• _The request_: Starting at the line that has "the weathered stone masonry" and stopping at the end of the listing below, copy those lines out again with "stone wall" changed to "rock wall" and nothing else altered. Leave the pictures out of your copy.

◇ ◇ ◇

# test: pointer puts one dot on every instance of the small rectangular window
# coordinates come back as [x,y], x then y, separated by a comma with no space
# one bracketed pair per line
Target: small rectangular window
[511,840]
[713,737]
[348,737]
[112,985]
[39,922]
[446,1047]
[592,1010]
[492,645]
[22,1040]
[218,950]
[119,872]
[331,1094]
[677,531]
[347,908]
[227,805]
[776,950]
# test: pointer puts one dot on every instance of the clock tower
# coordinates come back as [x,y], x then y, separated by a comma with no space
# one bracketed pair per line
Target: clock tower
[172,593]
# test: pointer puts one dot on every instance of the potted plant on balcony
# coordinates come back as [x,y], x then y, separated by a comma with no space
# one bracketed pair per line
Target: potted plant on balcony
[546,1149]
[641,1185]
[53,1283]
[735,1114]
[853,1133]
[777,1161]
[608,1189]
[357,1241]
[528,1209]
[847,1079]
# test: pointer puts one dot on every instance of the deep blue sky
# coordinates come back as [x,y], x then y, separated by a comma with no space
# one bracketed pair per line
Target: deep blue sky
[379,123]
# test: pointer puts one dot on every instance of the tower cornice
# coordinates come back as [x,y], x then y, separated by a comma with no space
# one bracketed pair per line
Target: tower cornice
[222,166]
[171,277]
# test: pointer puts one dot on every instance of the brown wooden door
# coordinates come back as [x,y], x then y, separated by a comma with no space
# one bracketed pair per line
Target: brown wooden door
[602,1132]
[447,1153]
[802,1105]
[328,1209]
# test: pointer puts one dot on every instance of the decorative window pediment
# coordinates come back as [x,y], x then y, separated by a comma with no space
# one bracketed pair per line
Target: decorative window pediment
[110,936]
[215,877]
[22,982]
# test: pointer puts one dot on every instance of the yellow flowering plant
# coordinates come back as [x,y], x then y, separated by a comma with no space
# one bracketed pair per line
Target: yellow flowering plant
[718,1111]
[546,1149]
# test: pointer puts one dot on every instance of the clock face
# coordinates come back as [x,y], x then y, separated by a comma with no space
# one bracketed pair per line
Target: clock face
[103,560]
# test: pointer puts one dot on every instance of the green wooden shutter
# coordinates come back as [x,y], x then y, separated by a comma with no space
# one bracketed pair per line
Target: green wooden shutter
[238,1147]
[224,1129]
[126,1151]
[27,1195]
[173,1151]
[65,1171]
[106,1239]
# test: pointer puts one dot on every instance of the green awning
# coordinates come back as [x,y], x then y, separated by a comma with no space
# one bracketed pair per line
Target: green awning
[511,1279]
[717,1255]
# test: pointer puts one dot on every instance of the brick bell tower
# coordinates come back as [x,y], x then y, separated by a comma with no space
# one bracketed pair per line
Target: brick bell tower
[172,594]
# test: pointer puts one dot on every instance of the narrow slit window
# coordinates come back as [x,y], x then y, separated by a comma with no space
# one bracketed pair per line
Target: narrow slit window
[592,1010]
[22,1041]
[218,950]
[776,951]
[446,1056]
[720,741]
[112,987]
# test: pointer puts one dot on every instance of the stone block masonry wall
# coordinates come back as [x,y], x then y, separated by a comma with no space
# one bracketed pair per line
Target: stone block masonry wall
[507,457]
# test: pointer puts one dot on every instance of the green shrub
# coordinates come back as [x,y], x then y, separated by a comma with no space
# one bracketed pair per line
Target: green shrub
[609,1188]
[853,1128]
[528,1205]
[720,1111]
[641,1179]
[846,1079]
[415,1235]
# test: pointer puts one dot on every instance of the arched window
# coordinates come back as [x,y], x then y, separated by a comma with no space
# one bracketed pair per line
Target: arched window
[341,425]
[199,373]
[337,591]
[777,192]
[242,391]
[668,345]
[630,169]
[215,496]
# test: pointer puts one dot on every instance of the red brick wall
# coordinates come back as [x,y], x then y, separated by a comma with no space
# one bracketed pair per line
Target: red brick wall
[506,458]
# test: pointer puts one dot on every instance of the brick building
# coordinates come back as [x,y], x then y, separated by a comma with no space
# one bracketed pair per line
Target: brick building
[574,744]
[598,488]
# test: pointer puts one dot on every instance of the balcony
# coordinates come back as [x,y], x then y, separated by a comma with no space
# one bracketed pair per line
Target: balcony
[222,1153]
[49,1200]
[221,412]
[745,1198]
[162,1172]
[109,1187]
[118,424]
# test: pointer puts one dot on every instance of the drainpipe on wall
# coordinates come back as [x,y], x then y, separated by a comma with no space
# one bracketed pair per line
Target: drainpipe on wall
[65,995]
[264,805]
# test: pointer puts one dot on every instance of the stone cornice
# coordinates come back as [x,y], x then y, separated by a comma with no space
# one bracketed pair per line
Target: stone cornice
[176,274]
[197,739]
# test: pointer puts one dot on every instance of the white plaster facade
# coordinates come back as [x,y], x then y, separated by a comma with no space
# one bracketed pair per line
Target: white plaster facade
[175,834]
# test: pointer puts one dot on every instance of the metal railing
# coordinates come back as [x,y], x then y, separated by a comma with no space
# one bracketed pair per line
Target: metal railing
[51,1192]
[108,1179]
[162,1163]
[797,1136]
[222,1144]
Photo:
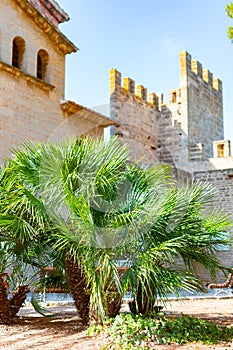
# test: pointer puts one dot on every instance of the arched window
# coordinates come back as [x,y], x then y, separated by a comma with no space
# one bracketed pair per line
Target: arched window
[18,48]
[42,64]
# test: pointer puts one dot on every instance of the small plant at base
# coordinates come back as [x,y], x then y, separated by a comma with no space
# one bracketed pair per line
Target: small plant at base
[129,332]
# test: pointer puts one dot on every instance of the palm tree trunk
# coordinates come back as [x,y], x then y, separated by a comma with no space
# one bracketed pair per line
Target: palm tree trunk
[18,298]
[142,303]
[5,315]
[78,288]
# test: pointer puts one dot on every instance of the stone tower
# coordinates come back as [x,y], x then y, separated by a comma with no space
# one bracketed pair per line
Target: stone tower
[32,76]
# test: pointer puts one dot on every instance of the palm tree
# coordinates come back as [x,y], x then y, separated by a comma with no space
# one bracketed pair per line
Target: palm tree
[94,209]
[112,210]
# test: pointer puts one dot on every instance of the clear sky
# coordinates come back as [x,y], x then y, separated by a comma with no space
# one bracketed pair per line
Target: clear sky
[142,39]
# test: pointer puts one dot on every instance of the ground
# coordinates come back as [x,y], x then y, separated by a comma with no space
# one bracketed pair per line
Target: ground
[64,332]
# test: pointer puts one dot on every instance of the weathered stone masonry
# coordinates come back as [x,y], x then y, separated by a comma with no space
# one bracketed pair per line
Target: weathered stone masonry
[186,132]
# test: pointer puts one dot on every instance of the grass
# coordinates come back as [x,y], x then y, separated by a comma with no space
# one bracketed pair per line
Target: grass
[128,332]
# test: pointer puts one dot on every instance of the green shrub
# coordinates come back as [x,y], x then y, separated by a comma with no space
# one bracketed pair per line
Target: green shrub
[129,331]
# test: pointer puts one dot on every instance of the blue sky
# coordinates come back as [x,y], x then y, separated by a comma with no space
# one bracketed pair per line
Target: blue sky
[142,39]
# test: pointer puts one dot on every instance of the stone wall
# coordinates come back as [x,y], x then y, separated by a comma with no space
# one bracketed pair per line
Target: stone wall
[135,116]
[29,107]
[202,112]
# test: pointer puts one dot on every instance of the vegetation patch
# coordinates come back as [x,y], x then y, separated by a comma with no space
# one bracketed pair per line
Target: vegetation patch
[127,331]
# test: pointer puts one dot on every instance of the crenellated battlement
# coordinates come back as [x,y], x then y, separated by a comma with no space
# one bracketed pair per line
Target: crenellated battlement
[140,93]
[189,66]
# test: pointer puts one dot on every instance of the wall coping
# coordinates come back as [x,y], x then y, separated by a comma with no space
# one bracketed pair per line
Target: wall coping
[54,34]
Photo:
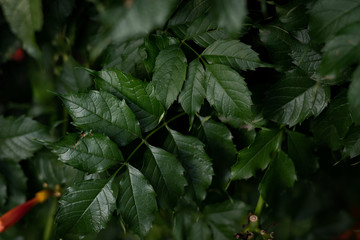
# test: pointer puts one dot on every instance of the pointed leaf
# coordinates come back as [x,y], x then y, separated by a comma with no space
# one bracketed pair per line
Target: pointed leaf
[295,98]
[333,124]
[86,207]
[233,53]
[103,113]
[327,17]
[228,93]
[17,137]
[192,96]
[190,151]
[353,96]
[257,156]
[279,176]
[169,74]
[138,95]
[137,201]
[88,152]
[165,174]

◇ ◇ ◇

• _Task solution_:
# test: pointer puts one dot on every instance of the weathered stone masonry
# coordinates come back as [x,y], x then y, separated by a comma with no space
# one bracketed pair per line
Target: weathered stone masonry
[186,132]
# test: pointer puts one dot on every instance of the grass
# coordinates come back as [x,y], x then y, separated by a comma with no space
# one bracketed pair per line
Target: grass
[128,332]
# test: pointer puts one dot on every instance of the green shrub
# coordinates come back as [x,y], x then y, separated by a comma with no space
# one bracketed pair per line
Target: green shrub
[129,331]
# test: pointer puts one dot on every instance of the blue sky
# coordinates come back as [x,y], x then y, separated by a comma with no space
# one bracketed pair per line
Target: blue sky
[142,39]
# test: pointer puts one dot on every instance of the rock wall
# coordinates come back as [x,y], x then y, separated by a comma with no space
# one bracketed pair per line
Target: rock wall
[135,116]
[29,107]
[202,112]
# test: pointer puts one dot on every instance of the vegetation patch
# coordinates come back as [x,y], x then y, separated by a comma with no space
# one bracketed pair per line
Target: vegetation patch
[127,331]
# test: pointer puts one dot on every instance of the crenellated battlement
# coordinates come back as [x,y], x then y, separated by a comma with no space
# one bracketed pair per line
Target: crenellated battlement
[140,93]
[189,66]
# test: pointer puts one dot on every instance of the wall coping
# coordinates come back as [x,y], x then y, separated by a comma with no space
# one bracketed pair per line
Target: wall coping
[54,34]
Photo:
# test: pointer puts one dot on every instance of the pointed leaf
# coordinates come back as [x,y], x then y, separated by a comma with no space
# one bracketed pair per line
Target: pointed leaf
[295,98]
[333,124]
[86,207]
[233,53]
[103,113]
[327,17]
[228,93]
[17,137]
[192,96]
[190,151]
[353,96]
[257,156]
[279,176]
[169,74]
[138,95]
[137,201]
[88,152]
[165,174]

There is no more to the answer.